Remember when you turned 30? There was a sense of belonging. A sense of purpose. A sense of beauty. Hope for the future.
Even if that weren’t true for you, it is true for Somesville’s Acadia Repertory Theatre, which is celebrating 30 years of bringing live theater to vacationing audiences on Mount Desert Island. Founded in 1973 by George Vafiadis, who also created Penobscot Theatre in Bangor, and now under the artistic direction of Ken Stack, the theater is a traditional summer theater that features four seasonal shows, a mix of comedies, dramas, family works and a murder-mystery finale often highlighting works by Agatha Christie. The company also presents a children’s theater program during the day Wednesday and Saturday.
The lineup may seem formulaic. But Stack, who has been with the theater since its second season, says the company continues to reach toward new heights.
“It’s odd being around this long because you can be taken for granted,” said Stack. “After 30 years, you’re an institution. But we still have to work as hard to make it happen in our 30th season as we had to in our first. In fact, we have to work even harder because we have grown and want to keep raising the bar.”

++++++++++++++++++++

• [Work to do]: Write out the whole text about Acadia Repertory Theatre's 30th season word for word. The listing that comes next is separate material and has no connection to the text.

• [Recorded data]:

++++++++++++++++++++

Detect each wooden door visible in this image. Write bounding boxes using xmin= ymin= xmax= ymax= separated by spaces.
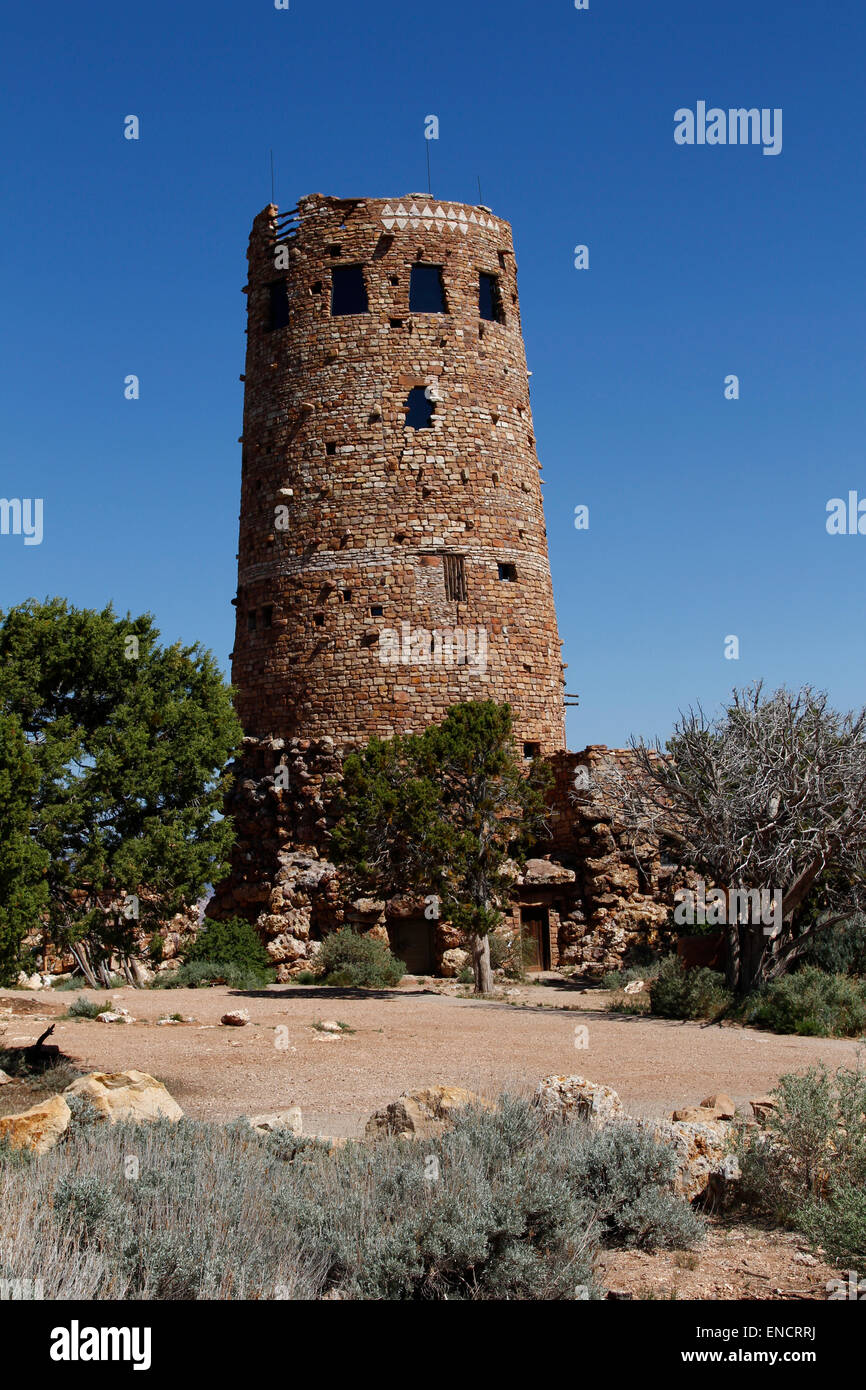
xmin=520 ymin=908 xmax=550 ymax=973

++++++++++++++++++++

• [Response to the exercise]:
Remember when you turned 30? There was a sense of belonging. A sense of purpose. A sense of beauty. Hope for the future.
Even if that weren’t true for you, it is true for Somesville’s Acadia Repertory Theatre, which is celebrating 30 years of bringing live theater to vacationing audiences on Mount Desert Island. Founded in 1973 by George Vafiadis, who also created Penobscot Theatre in Bangor, and now under the artistic direction of Ken Stack, the theater is a traditional summer theater that features four seasonal shows, a mix of comedies, dramas, family works and a murder-mystery finale often highlighting works by Agatha Christie. The company also presents a children’s theater program during the day Wednesday and Saturday.
The lineup may seem formulaic. But Stack, who has been with the theater since its second season, says the company continues to reach toward new heights.
“It’s odd being around this long because you can be taken for granted,” said Stack. “After 30 years, you’re an institution. But we still have to work as hard to make it happen in our 30th season as we had to in our first. In fact, we have to work even harder because we have grown and want to keep raising the bar.”